======== ИСХОДНЫЙ ТЕКСТ
Нас вещие смущают сны,
Когда стоим перед вселенной
Углублены, потрясены,
И открывается над нами
Недостижимый край родной
Открытою над облаками
Лазуревою глубиной.
В творчестве «тайна жизни» художника. Видимость отодвигает эту тайну в недостижимую высь небесного купола; там над облаками открывается «недостижимый край родной»; это потому, что созерцание подлинного являет его как вне меня лежащий образ природы, и небес-вый купол — граница моего представления, за этой границей, в бездне надзвездной, «я» подлинное; за границей неба — музыка моей души, поющие во мне переживания: небо выросло из меня, а в небе образовалась земля и на ней мой видимый образ. Видимая природа — мой Сон; это — бег облаков в голубом небе:
Проносится над тайной жизни
Пространств и роковых времен
В небесно-голубой отчизне
Легкотекущий, дымный сон.
Проносятся над небесами,
Летят над высотами дни,
Воскуренными облаками
Воскуренными искони.
Бирюзовая волна неба — вот подлинная природа жизни; природа видимости — пена на гребне этой волны.
Своею пеною дневною
Нам очи задымит волна.
В существующих формах искусства двояко отобразилось творчество. Два типа символических образов встречают нас в истории искусств; два мифа олицетворяют нам эти пути; в образах явлены эти мифы: первый есть образ светлого Гелиоса (Солнца), озаряющего волшебным факелом так, что образы этого мира явлены с последней отчетливостью; другой образ есть образ музыканта Орфея, заставляющего ритмически двигаться неодушевленную природу, — Орфея, вызывающего в мир действительности призрак, т. е. новый образ, не данный в природе; в первом образе свет творчества лишь освещает в природе то, что уже дано; во втором образе сила творчества создает то, чего в природе нет. И, повинуясь этим символам, двояко озаряет искусство поверхность жизни.
Вот первый путь:
В образах, данных природой, слышатся художнику зовы Вечного; природа для него есть действительное, подлинное воплощение символа: природа, а не фантазия — лес символов; погружение в природу есть вечное углубление видимости; лестница углубления — лестница символов. Художник воспроизводит вечное в формах, данных природой; в рабрте над формой — смысл искусства; соединение в одной художественной форме черт, разбросанных во многих природных формах, создание типических форм, форм-идей — вот символизм этого рода творчества: таков символизм Гете. Это путь так называемых классиков искусства. От образа природы, как чего-то данного извне, к образу природы, как чего-то понятого изнутри — вот путь классического творчества.
================
======== СОХРАНЁННЫЕ ДАННЫЕ
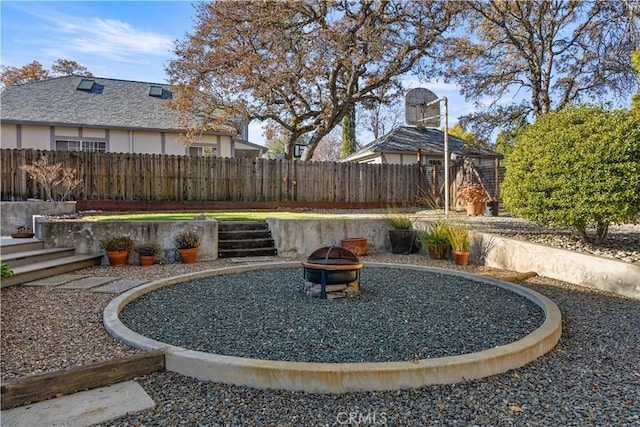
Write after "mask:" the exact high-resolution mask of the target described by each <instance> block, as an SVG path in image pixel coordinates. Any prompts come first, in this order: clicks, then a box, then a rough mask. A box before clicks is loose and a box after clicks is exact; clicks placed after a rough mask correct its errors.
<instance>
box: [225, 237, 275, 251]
mask: <svg viewBox="0 0 640 427" xmlns="http://www.w3.org/2000/svg"><path fill="white" fill-rule="evenodd" d="M273 245H274V242H273V239H271V238H268V239H242V240H218V251H220V250H226V249H260V248H273Z"/></svg>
================
-- ЗАДАНИЯ ДЛЯ ВЫПОЛНЕНИЯ --
(1) Перепишите без изменений фрагмент исходного текста, начиная со слов «В существующих формах» и продолжая до слов «искусство поверхность жизни.» включительно.
(2) Определите, согласуется ли с исходным текстом каждое утверждение, и подтвердите ответ «да» или «нет» точной цитатой из него: (a) музыкантом в тексте назван Гелиос; (b) символизм Гете состоит в создании типических форм; (c) видимая природа названа Сном.
Строки взяты из другого источника и с исходным текстом не связаны.

-- ОТВЕТЫ К ЗАДАНИЯМ --
(1)
В существующих формах искусства двояко отобразилось творчество. Два типа символических образов встречают нас в истории искусств; два мифа олицетворяют нам эти пути; в образах явлены эти мифы: первый есть образ светлого Гелиоса (Солнца), озаряющего волшебным факелом так, что образы этого мира явлены с последней отчетливостью; другой образ есть образ музыканта Орфея, заставляющего ритмически двигаться неодушевленную природу, — Орфея, вызывающего в мир действительности призрак, т. е. новый образ, не данный в природе; в первом образе свет творчества лишь освещает в природе то, что уже дано; во втором образе сила творчества создает то, чего в природе нет. И, повинуясь этим символам, двояко озаряет искусство поверхность жизни.

(2)
(a) Нет: «другой образ есть образ музыканта Орфея».
(b) Да: «создание типических форм, форм-идей — вот символизм этого рода творчества: таков символизм Гете».
(c) Да: «Видимая природа — мой Сон».